# start of Data supplied

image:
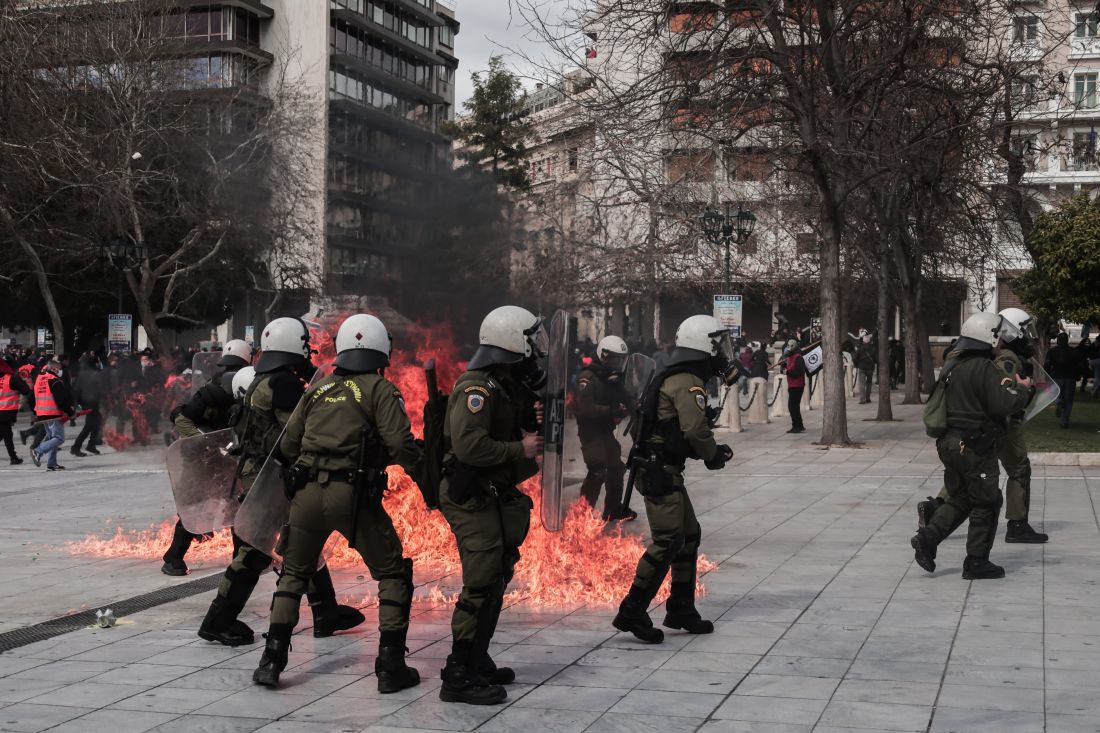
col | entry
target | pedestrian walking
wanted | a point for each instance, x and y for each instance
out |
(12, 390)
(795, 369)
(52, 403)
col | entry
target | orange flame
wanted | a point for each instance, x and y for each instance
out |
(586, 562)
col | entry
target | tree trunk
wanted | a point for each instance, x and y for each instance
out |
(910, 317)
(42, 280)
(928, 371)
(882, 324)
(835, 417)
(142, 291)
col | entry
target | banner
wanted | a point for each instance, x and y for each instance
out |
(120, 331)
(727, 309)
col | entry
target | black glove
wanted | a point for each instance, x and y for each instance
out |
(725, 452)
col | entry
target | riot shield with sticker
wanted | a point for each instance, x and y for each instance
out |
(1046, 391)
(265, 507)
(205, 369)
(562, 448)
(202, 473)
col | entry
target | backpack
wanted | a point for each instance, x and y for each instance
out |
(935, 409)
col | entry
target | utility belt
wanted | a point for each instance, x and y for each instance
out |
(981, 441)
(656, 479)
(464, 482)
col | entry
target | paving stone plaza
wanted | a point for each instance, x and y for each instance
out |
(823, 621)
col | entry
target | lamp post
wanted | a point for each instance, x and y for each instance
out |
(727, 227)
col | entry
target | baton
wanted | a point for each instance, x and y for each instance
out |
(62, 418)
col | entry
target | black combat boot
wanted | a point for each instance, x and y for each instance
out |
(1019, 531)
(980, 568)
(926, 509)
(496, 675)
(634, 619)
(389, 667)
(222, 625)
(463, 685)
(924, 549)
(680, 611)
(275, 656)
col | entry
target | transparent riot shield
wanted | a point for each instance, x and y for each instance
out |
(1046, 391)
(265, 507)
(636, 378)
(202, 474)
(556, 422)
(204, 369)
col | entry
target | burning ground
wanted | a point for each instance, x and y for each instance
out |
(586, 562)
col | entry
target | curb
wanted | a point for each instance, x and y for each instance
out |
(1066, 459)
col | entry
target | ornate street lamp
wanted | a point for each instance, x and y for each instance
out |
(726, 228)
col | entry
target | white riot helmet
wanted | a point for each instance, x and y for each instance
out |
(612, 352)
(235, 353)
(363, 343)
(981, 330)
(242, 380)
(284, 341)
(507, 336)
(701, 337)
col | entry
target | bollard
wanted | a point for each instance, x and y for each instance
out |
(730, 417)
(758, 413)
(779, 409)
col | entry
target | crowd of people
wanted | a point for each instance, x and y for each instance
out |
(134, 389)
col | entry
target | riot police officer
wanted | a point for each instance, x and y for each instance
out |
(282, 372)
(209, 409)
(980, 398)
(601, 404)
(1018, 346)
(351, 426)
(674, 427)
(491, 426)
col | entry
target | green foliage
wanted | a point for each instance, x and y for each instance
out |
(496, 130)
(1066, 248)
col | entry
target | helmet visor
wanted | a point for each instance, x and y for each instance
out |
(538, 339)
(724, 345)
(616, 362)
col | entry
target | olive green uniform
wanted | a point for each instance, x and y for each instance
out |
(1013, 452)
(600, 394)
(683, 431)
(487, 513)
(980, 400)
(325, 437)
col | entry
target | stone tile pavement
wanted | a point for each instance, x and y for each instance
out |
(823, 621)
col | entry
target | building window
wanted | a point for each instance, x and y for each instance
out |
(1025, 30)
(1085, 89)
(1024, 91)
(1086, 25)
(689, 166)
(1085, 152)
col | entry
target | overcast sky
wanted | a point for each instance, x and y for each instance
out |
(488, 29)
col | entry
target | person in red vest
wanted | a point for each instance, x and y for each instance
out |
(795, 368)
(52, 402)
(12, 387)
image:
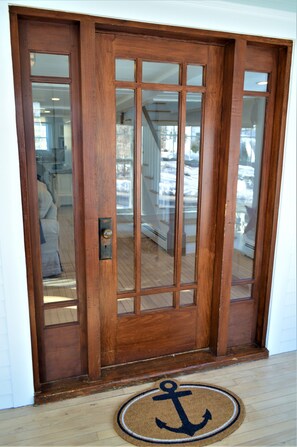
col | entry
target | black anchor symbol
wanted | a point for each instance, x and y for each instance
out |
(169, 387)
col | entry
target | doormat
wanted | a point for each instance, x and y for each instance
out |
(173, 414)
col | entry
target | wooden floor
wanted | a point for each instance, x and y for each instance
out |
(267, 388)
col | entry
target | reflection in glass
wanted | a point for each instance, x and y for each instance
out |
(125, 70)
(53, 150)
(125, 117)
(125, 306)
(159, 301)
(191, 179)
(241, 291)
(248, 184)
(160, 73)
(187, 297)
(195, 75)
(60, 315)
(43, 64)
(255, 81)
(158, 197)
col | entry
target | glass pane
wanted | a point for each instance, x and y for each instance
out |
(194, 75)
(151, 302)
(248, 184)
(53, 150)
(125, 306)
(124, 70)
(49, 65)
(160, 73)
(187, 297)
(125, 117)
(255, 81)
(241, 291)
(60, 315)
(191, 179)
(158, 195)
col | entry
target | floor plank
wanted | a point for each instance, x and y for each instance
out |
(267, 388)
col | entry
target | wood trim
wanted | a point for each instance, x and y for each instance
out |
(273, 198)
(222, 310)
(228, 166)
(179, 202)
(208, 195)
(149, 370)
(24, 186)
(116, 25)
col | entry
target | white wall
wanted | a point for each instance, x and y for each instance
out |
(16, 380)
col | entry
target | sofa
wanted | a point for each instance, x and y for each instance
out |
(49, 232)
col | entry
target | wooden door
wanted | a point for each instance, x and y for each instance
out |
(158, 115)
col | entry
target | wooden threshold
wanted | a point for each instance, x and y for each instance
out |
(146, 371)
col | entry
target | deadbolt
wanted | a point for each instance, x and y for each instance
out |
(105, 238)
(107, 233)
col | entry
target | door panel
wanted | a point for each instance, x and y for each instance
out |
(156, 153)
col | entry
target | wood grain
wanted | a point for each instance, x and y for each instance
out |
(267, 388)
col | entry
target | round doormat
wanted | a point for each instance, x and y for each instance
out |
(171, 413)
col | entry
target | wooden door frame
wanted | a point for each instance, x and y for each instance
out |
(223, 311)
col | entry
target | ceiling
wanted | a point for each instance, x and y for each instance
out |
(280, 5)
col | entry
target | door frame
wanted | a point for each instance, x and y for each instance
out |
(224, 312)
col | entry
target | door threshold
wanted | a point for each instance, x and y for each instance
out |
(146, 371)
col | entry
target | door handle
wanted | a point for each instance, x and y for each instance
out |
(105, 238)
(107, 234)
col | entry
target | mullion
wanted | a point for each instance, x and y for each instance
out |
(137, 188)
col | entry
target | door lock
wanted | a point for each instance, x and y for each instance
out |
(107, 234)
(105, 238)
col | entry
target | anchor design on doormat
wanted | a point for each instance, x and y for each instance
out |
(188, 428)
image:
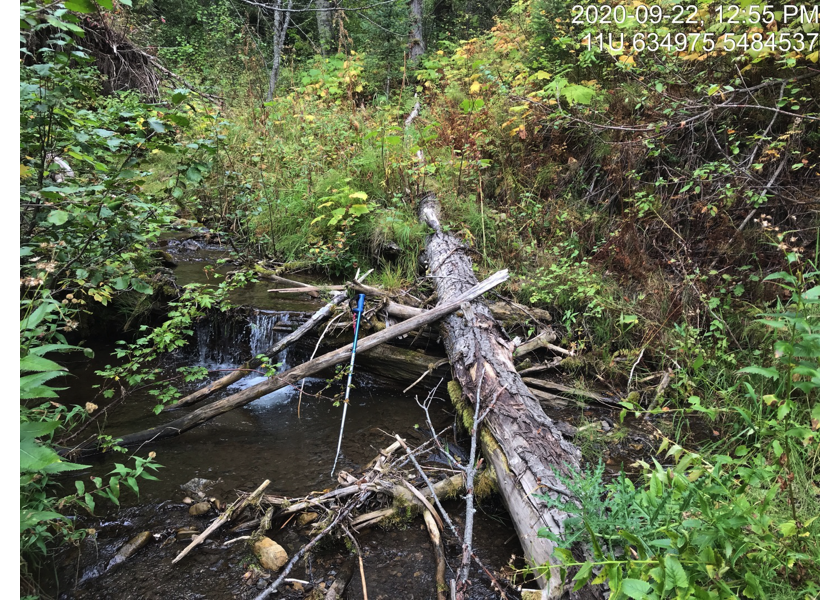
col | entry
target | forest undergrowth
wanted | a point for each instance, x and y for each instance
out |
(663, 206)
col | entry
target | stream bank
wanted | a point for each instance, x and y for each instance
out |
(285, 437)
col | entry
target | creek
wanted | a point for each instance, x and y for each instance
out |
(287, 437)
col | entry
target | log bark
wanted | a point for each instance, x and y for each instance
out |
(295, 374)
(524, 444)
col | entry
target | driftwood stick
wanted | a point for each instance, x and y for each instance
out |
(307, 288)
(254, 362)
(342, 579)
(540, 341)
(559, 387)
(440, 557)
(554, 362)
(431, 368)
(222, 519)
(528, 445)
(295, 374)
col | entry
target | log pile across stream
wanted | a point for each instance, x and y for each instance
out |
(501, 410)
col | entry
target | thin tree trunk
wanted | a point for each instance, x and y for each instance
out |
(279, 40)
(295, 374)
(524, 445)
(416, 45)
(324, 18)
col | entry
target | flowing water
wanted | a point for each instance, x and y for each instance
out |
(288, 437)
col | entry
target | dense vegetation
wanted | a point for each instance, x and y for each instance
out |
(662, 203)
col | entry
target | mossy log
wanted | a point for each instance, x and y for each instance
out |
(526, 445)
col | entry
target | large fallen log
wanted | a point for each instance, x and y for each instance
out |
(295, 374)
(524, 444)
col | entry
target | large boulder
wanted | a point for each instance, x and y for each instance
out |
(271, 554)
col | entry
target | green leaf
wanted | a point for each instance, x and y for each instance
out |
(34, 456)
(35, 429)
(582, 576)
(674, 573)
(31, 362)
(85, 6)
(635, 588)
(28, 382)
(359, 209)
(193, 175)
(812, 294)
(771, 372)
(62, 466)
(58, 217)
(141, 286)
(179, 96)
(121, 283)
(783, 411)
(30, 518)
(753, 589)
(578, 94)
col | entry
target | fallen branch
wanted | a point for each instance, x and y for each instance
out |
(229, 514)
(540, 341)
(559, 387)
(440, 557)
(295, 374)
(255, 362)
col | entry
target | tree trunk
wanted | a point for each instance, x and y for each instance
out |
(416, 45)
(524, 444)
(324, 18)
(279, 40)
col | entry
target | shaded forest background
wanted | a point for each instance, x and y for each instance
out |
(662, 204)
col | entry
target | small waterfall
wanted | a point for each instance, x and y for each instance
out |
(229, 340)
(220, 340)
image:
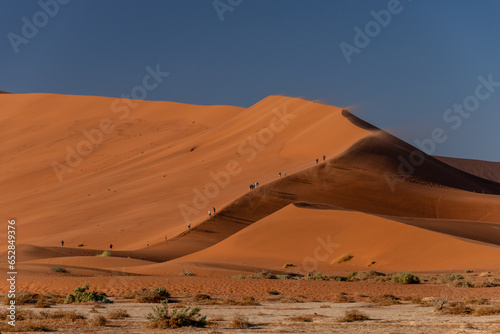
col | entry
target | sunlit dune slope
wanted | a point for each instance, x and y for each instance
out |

# end of Data supplied

**What is expected**.
Please report how many lines in the records above contain the word "green", giving only the number.

**Result for this task**.
3